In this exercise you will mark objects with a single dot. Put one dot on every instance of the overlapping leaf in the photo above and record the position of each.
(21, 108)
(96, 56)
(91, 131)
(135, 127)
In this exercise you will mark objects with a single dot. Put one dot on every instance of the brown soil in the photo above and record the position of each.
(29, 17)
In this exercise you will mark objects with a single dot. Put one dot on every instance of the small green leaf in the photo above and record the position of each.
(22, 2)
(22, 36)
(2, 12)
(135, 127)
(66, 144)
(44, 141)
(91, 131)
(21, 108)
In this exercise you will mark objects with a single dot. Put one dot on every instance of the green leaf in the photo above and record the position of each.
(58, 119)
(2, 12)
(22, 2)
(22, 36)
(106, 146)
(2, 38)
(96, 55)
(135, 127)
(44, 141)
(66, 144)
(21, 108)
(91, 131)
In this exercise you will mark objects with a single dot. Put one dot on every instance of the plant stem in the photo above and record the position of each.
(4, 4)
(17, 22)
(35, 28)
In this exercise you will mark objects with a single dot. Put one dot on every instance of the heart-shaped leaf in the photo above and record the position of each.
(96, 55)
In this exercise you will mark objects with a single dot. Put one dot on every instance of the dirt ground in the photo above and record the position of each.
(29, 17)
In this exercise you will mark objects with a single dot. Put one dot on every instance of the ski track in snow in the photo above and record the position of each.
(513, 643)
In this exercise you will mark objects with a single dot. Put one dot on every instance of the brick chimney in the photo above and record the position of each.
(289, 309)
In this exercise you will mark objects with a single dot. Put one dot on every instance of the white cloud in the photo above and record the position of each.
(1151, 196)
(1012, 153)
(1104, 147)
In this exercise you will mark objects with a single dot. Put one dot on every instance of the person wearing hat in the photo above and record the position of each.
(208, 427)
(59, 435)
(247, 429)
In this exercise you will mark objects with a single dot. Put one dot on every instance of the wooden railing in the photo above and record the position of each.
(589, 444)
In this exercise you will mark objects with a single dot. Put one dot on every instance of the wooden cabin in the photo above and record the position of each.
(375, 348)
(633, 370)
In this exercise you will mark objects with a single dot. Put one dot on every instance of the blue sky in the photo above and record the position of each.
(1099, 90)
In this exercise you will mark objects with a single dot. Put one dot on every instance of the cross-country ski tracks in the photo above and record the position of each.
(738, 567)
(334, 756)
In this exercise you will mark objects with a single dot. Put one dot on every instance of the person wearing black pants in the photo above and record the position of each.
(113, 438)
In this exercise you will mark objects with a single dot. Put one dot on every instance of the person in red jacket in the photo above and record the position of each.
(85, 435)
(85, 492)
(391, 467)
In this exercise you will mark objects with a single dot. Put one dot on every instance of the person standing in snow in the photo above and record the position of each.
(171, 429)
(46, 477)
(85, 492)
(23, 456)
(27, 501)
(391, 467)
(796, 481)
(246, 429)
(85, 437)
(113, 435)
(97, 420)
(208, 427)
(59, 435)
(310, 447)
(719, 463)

──────────────────────────────

The exercise >> Please switch every "single dot" in the listing above to "single point" and give the listing again with nothing else changed.

Solution to this task >>
In this exercise you will mark objects with a single point. Put one dot on every instance of the overlapping leaf in the photo above and record the position of each.
(21, 108)
(96, 56)
(91, 131)
(135, 127)
In this exercise you will mark objects with a single point. Put one dot on every instance of the brown soil in the photo above and record the position of each.
(29, 17)
In this exercise you will mark objects with a single point. Put one dot on every instance of the small green leaf in the photo above and record the position of each.
(22, 2)
(22, 36)
(2, 12)
(135, 127)
(66, 144)
(44, 141)
(91, 131)
(21, 108)
In this exercise you will mark objects with a single point. Put one dot on every instance of the green leaf in the photo above and record the position of each.
(58, 119)
(2, 12)
(22, 2)
(22, 36)
(106, 146)
(2, 38)
(96, 55)
(135, 127)
(44, 141)
(66, 144)
(21, 108)
(91, 131)
In this exercise you will mark objects with a single point. Put one dot on every instance of the plant stem in the photo above and record the position of each.
(4, 4)
(17, 22)
(35, 28)
In this exercise you will mark objects with a single point. Put one dot on every instance of the heart-shaped leaf in the photo above and record the position of each.
(96, 55)
In this exercise you will mark objects with a single point. Put one dot on every instance of the dirt ground in the photo above and record the position of each.
(29, 17)
In this exercise you will mark objects with a single point. Put one dot on every instance of the ski track in snow in the photo above and record the position of each.
(513, 643)
In this exercise you will mark objects with a single point. Put one dot on every instance of the brick chimney in the photo above and record the position of each.
(289, 309)
In this exercise you will mark objects with a single point. Put one dot on every instance of the white cloud in the photo above and record the position of each.
(1151, 196)
(1012, 153)
(1104, 147)
In this exercise you will mark objects with a single point. Put one dot on every instance of the person wearing hat in the photo above and record the position of each.
(208, 427)
(59, 435)
(247, 429)
In this exercise you will mark objects with a single point. Put one dot on every instance of the wooden railing in the photo above and record the position of each.
(589, 444)
In this exercise you will mark objects with a single point. Put one dot on every instance of the wooden cabin in the photo above and record the position of each.
(375, 348)
(633, 370)
In this exercise you will mark objects with a single point. Put one dot on every instance of the blue sky in the photo above and record the position of each.
(1099, 90)
In this exercise you will mark objects with a single point. Put one dot on every instance of the cross-country ski tracks in the photo above and record the position of each.
(738, 567)
(334, 756)
In this exercise you will mark objects with a single point. Put one dot on every instance of the person wearing black pants in the photo above and record the position of each.
(113, 438)
In this exercise you will mark objects with a single point. Put one dot on every instance of the person in red jacket in the photo above and record the position of each.
(85, 435)
(85, 492)
(391, 467)
In this exercise you will mark objects with a single point. Put one dot on every instance of the person standing in snow in the photo above and record the position of each.
(171, 429)
(46, 477)
(85, 492)
(23, 456)
(27, 501)
(391, 467)
(796, 481)
(246, 429)
(85, 437)
(113, 435)
(97, 420)
(208, 427)
(59, 435)
(310, 447)
(719, 463)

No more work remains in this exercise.